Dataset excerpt
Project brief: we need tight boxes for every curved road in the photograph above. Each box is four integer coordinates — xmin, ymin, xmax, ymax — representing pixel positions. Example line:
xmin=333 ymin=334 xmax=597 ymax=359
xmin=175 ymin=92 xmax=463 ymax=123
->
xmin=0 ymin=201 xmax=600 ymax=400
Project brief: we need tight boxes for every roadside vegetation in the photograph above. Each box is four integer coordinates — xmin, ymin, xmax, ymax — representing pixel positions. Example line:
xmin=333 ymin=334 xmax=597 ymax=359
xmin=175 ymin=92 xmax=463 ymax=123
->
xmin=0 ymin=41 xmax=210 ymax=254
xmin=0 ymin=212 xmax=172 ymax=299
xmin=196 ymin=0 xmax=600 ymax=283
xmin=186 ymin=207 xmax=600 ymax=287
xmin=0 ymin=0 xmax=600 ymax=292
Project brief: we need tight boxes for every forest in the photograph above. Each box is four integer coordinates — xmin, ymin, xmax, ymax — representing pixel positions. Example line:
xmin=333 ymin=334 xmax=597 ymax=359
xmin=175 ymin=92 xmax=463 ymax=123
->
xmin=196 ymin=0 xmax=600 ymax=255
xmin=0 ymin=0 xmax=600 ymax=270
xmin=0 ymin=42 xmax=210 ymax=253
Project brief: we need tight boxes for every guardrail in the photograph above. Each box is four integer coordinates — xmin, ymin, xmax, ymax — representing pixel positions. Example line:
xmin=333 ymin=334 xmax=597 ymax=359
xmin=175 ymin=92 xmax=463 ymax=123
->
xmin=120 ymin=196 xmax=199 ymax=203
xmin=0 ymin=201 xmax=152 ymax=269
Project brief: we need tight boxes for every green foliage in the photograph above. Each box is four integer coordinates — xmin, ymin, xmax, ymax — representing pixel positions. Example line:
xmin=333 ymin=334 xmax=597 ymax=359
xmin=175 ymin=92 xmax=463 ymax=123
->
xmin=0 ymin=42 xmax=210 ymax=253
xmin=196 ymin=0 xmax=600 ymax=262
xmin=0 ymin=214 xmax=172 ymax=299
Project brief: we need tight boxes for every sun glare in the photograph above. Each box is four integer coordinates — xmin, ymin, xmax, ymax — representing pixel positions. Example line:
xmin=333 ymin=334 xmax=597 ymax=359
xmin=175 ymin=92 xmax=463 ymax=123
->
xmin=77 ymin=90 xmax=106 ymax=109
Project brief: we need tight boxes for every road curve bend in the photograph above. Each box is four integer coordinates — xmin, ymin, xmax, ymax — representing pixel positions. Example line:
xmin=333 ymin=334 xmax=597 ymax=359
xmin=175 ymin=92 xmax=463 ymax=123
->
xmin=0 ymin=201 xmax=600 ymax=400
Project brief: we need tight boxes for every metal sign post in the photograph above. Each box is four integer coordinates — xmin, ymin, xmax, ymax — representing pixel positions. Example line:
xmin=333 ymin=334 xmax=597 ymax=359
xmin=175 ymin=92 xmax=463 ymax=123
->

> _WHAT NEEDS TO BE DONE_:
Return the lines above unchanged, character for character.

> _WORKED SOLUTION_:
Project brief: we need tight boxes for every curved road in the photograph above. Each box is four integer coordinates — xmin, ymin, xmax, ymax — representing pixel positions. Example line:
xmin=333 ymin=334 xmax=597 ymax=359
xmin=175 ymin=92 xmax=463 ymax=123
->
xmin=0 ymin=201 xmax=600 ymax=400
Project brief: we need tight boxes for every roadside vegetation in the photograph above. Each box is four integer coordinates — xmin, ymin, xmax, ymax — representing pixel positions. Example line:
xmin=333 ymin=334 xmax=597 ymax=359
xmin=175 ymin=92 xmax=463 ymax=123
->
xmin=0 ymin=41 xmax=210 ymax=254
xmin=0 ymin=212 xmax=172 ymax=299
xmin=196 ymin=0 xmax=600 ymax=283
xmin=186 ymin=207 xmax=600 ymax=287
xmin=0 ymin=0 xmax=600 ymax=292
Project brief: we need tight boxes for every forest in the photograph above. Each box is four integer coordinates — xmin, ymin, xmax, ymax — representing pixel positions. Example line:
xmin=333 ymin=334 xmax=597 ymax=359
xmin=175 ymin=92 xmax=463 ymax=123
->
xmin=196 ymin=0 xmax=600 ymax=255
xmin=0 ymin=0 xmax=600 ymax=270
xmin=0 ymin=42 xmax=210 ymax=253
Project brief: we need tight boxes for every guardrail in the photograph above. Each box is four integer coordinates — xmin, ymin, xmax, ymax — representing pixel positions. Example line:
xmin=333 ymin=334 xmax=597 ymax=359
xmin=175 ymin=92 xmax=463 ymax=123
->
xmin=120 ymin=196 xmax=199 ymax=203
xmin=0 ymin=201 xmax=152 ymax=269
Project brief: we need tight boxes for every green foliage in the photograph above. Each box is four integer coordinates — xmin, ymin, xmax, ymax — representing pixel positions. Example line:
xmin=333 ymin=334 xmax=597 ymax=359
xmin=175 ymin=92 xmax=463 ymax=123
->
xmin=0 ymin=42 xmax=210 ymax=253
xmin=196 ymin=0 xmax=600 ymax=262
xmin=0 ymin=214 xmax=172 ymax=299
Project brief: we need tight boxes for every sun glare in the photograph above. Each box is four integer coordinates — xmin, ymin, xmax, ymax — representing pixel positions. Example line:
xmin=333 ymin=334 xmax=597 ymax=359
xmin=175 ymin=92 xmax=463 ymax=123
->
xmin=77 ymin=90 xmax=106 ymax=109
Project brief: we need tight boxes for every road curve bend in the photograph above. Each box is four integer coordinates — xmin, ymin, xmax, ymax — representing pixel positions. Example line:
xmin=333 ymin=334 xmax=597 ymax=359
xmin=175 ymin=92 xmax=463 ymax=123
->
xmin=0 ymin=201 xmax=600 ymax=400
Project brief: we need tight boxes for every metal sign post in the photograph above. Each box is four integer coordinates — xmin, ymin, xmax, ymax — representing pixel positions. Example line:
xmin=333 ymin=334 xmax=597 ymax=359
xmin=175 ymin=92 xmax=463 ymax=123
->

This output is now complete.